À un moment où l’information fuse de toutes parts, il nous a paru intéressant de l’ancrer dans des textes très anciens, afin que l’actualité et l’histoire se miroitent et s’éclairent dans un regard tantôt ou tout ensemble stimulant et amusé, songeur ou inquiet.
Nos standards d’hyper activité, nos journées chargées, le rythme perturbé de l’année écoulée ont multiplié insomnies et troubles du sommeil au point que la France est le troisième marché mondial de produits aidant au dormir. L’occasion de réveiller cette bonne vieille figure d’Hypnos, dont l’une des premières apparitions se trouve chez Homère, dans l’Iliade. Ce sommeil, qui influe sur les hommes comme sur les dieux.

→ LA CONSIGNE
Selon le texte, quel rang la France occupe-t-elle parmi les marchés mondiaux de produits aidant au dormir ? Répondez en une phrase, s'il vous plaît.

→ LIGNES FOURNIES

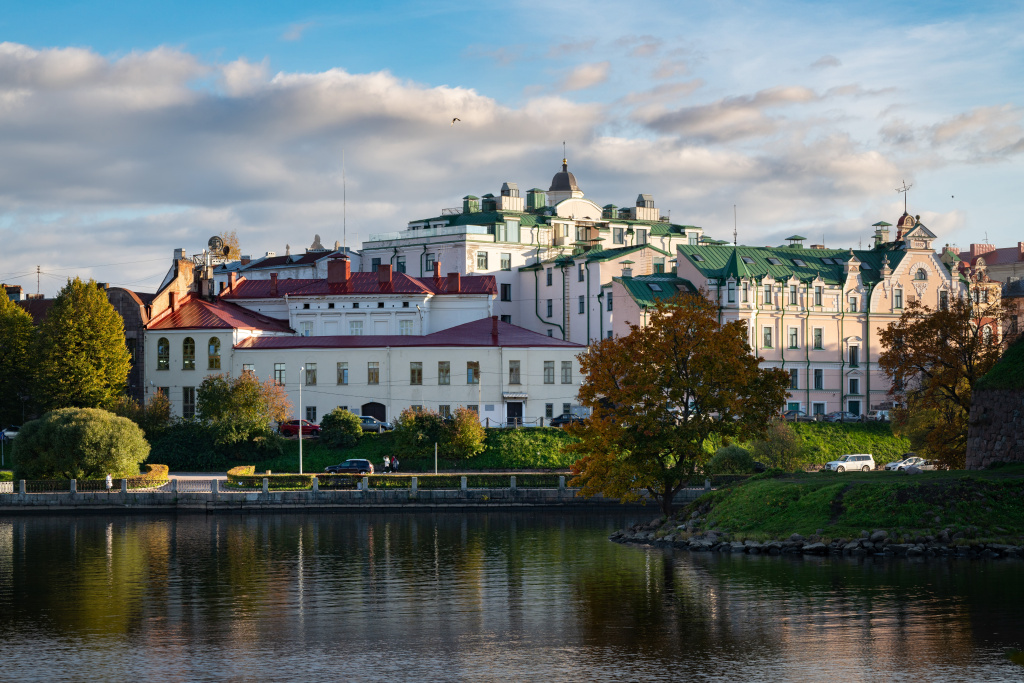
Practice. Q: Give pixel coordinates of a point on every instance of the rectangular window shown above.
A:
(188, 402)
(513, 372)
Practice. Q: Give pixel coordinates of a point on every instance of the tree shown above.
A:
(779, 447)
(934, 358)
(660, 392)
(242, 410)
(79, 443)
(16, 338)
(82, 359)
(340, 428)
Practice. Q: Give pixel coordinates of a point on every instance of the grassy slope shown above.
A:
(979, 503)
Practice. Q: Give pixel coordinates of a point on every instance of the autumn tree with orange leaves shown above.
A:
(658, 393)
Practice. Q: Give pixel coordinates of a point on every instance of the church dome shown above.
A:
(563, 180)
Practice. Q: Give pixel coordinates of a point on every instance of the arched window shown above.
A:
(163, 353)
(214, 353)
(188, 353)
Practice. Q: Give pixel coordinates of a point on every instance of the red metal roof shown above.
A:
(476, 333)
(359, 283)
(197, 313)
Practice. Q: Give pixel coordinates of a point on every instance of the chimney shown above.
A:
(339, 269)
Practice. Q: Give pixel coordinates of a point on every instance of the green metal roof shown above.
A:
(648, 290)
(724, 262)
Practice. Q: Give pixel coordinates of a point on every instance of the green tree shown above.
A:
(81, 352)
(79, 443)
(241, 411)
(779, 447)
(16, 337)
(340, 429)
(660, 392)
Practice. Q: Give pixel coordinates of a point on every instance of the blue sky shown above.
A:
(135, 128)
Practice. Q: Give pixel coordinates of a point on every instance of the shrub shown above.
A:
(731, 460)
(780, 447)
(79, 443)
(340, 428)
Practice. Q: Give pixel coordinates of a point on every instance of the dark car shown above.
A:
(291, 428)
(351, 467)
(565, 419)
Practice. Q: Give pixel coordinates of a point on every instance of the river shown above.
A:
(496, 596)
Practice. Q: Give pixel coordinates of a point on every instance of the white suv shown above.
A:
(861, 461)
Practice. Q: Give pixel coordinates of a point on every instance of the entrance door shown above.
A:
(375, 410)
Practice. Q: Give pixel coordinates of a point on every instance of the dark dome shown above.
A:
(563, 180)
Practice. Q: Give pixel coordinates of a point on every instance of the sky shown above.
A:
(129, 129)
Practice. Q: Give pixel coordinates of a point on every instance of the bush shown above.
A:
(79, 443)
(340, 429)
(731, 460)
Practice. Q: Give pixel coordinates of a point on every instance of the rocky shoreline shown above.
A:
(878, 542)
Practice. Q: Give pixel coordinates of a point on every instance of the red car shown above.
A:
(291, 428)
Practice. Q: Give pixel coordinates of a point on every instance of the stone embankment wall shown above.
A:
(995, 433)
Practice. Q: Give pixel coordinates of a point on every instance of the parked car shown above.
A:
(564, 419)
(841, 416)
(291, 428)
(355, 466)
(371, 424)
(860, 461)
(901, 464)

...

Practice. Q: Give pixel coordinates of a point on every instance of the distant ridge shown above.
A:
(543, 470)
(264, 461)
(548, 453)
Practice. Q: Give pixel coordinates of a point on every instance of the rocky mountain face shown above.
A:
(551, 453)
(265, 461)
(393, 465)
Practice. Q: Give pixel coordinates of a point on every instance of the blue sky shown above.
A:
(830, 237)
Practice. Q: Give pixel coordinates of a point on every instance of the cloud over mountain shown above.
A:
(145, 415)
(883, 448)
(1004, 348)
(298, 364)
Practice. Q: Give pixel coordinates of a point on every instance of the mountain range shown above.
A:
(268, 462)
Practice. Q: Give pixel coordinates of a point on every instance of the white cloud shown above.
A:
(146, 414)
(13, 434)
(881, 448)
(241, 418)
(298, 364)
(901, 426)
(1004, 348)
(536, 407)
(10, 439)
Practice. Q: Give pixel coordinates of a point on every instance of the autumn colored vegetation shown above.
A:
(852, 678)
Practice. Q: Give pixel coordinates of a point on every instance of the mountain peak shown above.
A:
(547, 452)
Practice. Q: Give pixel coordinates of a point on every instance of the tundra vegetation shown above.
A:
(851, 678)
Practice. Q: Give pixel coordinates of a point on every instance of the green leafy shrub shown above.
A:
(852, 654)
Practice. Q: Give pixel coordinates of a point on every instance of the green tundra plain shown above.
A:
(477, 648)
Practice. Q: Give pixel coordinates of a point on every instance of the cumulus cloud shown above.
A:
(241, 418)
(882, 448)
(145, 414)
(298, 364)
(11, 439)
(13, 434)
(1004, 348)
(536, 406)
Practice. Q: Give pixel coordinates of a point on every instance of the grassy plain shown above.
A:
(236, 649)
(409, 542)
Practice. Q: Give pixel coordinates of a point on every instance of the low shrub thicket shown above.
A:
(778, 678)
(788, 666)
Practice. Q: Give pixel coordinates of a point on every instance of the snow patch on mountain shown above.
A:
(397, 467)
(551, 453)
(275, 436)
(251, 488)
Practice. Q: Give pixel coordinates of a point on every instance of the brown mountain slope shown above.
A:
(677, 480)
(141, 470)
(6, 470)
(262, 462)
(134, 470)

---

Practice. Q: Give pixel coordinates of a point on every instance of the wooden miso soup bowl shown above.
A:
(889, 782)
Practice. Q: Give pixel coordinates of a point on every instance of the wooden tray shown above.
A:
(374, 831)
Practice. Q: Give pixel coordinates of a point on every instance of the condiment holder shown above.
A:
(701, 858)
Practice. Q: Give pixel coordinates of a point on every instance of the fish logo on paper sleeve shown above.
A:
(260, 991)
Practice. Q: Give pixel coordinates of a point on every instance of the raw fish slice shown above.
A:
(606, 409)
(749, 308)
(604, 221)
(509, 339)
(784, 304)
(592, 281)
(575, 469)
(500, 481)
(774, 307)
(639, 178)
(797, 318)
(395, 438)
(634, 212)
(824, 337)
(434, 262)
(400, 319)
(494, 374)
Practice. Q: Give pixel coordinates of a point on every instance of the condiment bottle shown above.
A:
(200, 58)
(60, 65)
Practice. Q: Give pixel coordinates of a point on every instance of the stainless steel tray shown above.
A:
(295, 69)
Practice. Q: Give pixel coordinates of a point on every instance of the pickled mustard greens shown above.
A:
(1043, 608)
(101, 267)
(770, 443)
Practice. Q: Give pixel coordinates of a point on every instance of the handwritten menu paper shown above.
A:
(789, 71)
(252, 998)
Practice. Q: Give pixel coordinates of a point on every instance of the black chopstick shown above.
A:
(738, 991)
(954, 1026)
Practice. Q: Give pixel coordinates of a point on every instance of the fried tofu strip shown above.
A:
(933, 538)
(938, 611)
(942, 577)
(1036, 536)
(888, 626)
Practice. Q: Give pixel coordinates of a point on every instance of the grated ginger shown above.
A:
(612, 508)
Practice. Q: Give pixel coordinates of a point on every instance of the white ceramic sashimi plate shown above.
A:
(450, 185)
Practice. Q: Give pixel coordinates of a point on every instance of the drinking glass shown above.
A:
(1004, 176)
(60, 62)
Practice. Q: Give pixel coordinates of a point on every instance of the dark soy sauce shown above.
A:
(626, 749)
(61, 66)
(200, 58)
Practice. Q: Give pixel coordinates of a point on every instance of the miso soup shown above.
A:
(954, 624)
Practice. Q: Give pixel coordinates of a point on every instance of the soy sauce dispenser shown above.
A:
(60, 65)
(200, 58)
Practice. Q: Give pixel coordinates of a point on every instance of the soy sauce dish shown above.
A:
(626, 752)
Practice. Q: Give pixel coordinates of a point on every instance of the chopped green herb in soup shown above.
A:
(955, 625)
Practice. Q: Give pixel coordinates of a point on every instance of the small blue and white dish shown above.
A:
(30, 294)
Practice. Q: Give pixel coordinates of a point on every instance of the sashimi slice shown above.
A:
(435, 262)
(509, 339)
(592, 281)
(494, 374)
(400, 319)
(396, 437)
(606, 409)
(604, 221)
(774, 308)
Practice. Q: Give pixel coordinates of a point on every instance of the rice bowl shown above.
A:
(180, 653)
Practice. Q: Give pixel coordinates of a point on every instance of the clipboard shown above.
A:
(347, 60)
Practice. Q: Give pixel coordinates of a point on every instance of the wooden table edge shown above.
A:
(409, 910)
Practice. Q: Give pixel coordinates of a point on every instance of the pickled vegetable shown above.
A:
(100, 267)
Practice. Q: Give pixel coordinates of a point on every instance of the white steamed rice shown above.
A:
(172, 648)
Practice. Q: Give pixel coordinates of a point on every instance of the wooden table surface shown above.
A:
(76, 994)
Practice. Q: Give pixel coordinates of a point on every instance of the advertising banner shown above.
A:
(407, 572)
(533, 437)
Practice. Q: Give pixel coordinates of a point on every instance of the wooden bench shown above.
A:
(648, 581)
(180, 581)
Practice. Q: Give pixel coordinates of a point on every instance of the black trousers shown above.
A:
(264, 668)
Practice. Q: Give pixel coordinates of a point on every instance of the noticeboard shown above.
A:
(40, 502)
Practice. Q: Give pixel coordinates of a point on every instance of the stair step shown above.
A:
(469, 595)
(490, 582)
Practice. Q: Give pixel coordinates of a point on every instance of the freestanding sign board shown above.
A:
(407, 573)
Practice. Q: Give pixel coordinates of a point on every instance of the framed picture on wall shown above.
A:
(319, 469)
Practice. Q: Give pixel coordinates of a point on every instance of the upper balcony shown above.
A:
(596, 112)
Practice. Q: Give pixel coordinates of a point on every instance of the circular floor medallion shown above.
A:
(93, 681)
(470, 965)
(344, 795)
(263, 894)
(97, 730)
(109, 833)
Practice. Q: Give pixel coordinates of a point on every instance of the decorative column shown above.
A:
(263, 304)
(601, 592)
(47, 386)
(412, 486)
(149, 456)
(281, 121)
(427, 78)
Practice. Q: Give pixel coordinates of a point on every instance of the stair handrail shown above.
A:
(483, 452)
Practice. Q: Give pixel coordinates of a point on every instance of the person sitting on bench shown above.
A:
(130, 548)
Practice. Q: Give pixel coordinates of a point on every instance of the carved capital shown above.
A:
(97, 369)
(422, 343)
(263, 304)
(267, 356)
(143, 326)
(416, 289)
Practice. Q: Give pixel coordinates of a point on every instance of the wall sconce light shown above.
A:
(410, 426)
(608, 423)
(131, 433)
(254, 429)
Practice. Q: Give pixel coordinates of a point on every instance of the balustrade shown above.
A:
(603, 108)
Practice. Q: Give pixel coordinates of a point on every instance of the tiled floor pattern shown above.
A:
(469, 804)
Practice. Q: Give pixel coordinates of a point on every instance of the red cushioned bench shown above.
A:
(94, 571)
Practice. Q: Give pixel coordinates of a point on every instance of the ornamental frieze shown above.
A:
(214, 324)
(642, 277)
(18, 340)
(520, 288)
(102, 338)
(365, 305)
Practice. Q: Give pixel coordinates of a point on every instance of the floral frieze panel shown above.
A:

→ SOLUTION RÉDIGÉE
La France est le troisième marché mondial de produits aidant au dormir.